■ **READING PASSAGE**:
%%
Harald McPike had been to the North Pole. The South Pole. Climbed the tallest peak in Africa, the volcano that is the highest point on Earth and the mountain that’s not Everest but gives you a great view of its deadly face. What was left? He wanted to hit the moon with a tennis ball.

So when the Northern Virginia company Space Adventures told McPike he could get into lunar orbit for $150 million, the Bahamas-based, Austrian-born billionaire trader put down a $7 million deposit.

Five years later, McPike has settled a lawsuit against entrepreneur Eric Anderson’s company after spending two years in litigation trying to get his deposit back. McPike’s not going around the moon. When any private traveler might is unclear.

The lawsuit in federal court in Alexandria shows how precarious the world of commercial space travel is, in which customers hoping for the ultimate exclusive vacation fund technological projects both uncertain and extremely expensive.

In litigation, lawyers for the company said McPike had bought not a seat but “an opportunity” to be part of a potential mission.

“It is an undeniable fact that the Russians have never sent a man around the Moon and that the U.S. had not done so in forty years,” they wrote in one filing.

Space Adventures declined to comment for this article. In one court hearing, an attorney for the company said it is “not in the business of litigating, they’re in the business of getting people to space.”

Unlike Jeff Bezos’s Blue Origin, Elon Musk’s SpaceX and Richard Branson’s Virgin Galactic, Space Adventures is not trying to build its own tourist rockets. (Bezos owns The Washington Post.) The company contracts with the Russian government, which uses investments from tourists to modernize. NASA also buys seats on Russian rockets.

But Anderson, the co-founder and chairman, is the first and only entrepreneur to successfully send tourists — seven of them — to the International Space Station. He set out to be the first to get them to the moon.

Anderson has founded several other companies, with mixed success. Planetary Resources, an ­asteroid-mining project, floundered before being bought last year by a blockchain company. Planetary Power, which aimed to bring hybrid generators to places off the electric grid, folded.

Former board members of Space Adventures — now part of a company called Zero-Gravity Holdings — have complained that Anderson kept investors in the dark.

One shared with McPike emails airing concerns about lack of access to contracts and other information. In one 2013 email, highlighted by McPike, a Space Adventures attorney said he couldn’t provide the company’s contract with Russia for the “lunar voyage” because it did not yet exist.

In court filings, Space Adventures went after McPike’s character, suggesting McPike was no naive adventurer but a gambler trying to weasel his way out of a binding contract. In the words of McPike’s own lawyers, they painted him as “a fashion model-chasing, tax-evading billionaire.”

McPike acknowledged under questioning by Anderson’s attorneys that he had been kicked out of 20 to 50 casinos for card-counting at blackjack, which is how he made his first few hundred thousand dollars. He disputed assertions by Anderson’s attorneys that he had moved to the Bahamas to avoid taxes.

In one court filing, Space Adventures called “cringe-worthy” McPike’s “record of personally conducting ‘casting calls’ for aspiring Eastern European models,” while promising it was not likely to come up at trial.

McPike’s lawyers countered in their filings that Space Adventures spent an “embarrassing amount of time” focusing on his “irrelevant interactions with fashion models.”
%%
■ **RAW DATA**:
%%
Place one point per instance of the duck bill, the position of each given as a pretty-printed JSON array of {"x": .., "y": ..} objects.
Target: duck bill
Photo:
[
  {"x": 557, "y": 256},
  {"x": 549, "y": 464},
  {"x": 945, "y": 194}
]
%%
■ **GOAL OF THE EXERCISE**: Write what comes next in the news story about Harald McPike's lawsuit over his $7 million moon-trip deposit, starting right after its last sentence.

■ **TASK OUTPUT**:
McPike himself thinks Space Adventures should be cringing.

“I’m not embarrassed that I live in the Bahamas, that I counted cards when I was a young man, or for anything else,” he said in a statement. “I would be embarrassed if I ran a business that misled its customers and then tried to publicly humiliate them to distract from what’s really going on.”

He filed a flurry of motions to keep his personal life out of the trial that nearly took place this spring.

The relationship between McPike and Space Adventures didn’t start like this. In 2012, he contacted the company through its website and set up a meeting in the Bahamas. He signed up. They began talking logistics.

“There was a proposal that he hit a tennis ball to the moon which was ridiculous and rejected, I think, immediately,” Space Adventures employee Andrew Mart said in one deposition. “But Mr. McPike is — is an avid tennis player and, so, I thought if it was possible, it would be interesting . . . I believe we — we discussed some rocket propelled devices but anything that was flammable was — was a concern.”

Peter Wirth, a fellow Bahamas-based financier, has traveled the world with McPike. His friend climbed Lhakpa Ri in the Himalayas with a knee injury, calmly huddled in a tent for 48 hours during a Arctic storm and slept easily on top of Mount Chimborazo in Ecuador. McPike and his ex-wife started the world’s “first traveling high school” so their son could see the world. (Tuition: $85,500 a year, though there are scholarships.)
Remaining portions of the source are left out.